• **SELECTED TEXT**:
::::

I've seen (in real life with my own eyes and touch) two HD jobs. Both were fences.

It was like a joke with a bad punchline

what was even worse, was hearing my buddy say "oh yeah --- and they were like $4,000 cheaper than everyone else!!!"


----------



## tkle (Apr 15, 2006)

Why the hell would I buy material from a competitor?I've made the mistake before at Lowes.They switched brick on me half way through a job.It took a couple months and filling out small claims papers before they took me serious and did me right.As far as the customer was concerned I was stalling the job.After all my headaches dealing with Lowes,I got the blame.I must say though that it was my fault for using an inferior supplier.


----------



## George Z (Dec 23, 2004)

The following link is a PDCA article about Home Depot Painting services
and New Image. Very good analysis I think. 
There should be similarities with all their install services.

http://pdca.org/Articles/2006/NewImagePainting.pdf


----------



## Richard (May 21, 2006)

George Z said:


> The following link is a PDCA article about Home Depot Painting services
> and New Image. Very good analysis I think.
> There should be similarities with all their install services.

::::

• **GIVEN MATERIAL**:
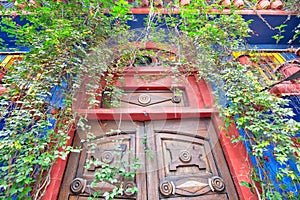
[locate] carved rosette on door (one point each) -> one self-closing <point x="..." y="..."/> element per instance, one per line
<point x="110" y="156"/>
<point x="180" y="157"/>
<point x="187" y="164"/>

::::

• **SET EXERCISE 1**:
Say whether each statement agrees with the Home Depot thread, answering yes or no and quoting the deciding words of the thread:
(a) The first poster saw two Home Depot jobs in person, and both were fences.
(b) tkle says the brick problem with Lowes was settled within a week.
(c) George Z links to a PDCA article about Home Depot flooring services.
• **SET EXERCISE 2**:
Transcribe the part of the Home Depot thread starting with "## tkle (Apr" and going on through "(Dec 23, 2004)".

• **EXPECTED ANSWER 1**:
(a) Yes: "I've seen (in real life with my own eyes and touch) two HD jobs. Both were fences."
(b) No: "It took a couple months and filling out small claims papers before they took me serious and did me right."
(c) No: "The following link is a PDCA article about Home Depot Painting services"

• **EXPECTED ANSWER 2**:
## tkle (Apr 15, 2006)

Why the hell would I buy material from a competitor?I've made the mistake before at Lowes.They switched brick on me half way through a job.It took a couple months and filling out small claims papers before they took me serious and did me right.As far as the customer was concerned I was stalling the job.After all my headaches dealing with Lowes,I got the blame.I must say though that it was my fault for using an inferior supplier.


----------



## George Z (Dec 23, 2004)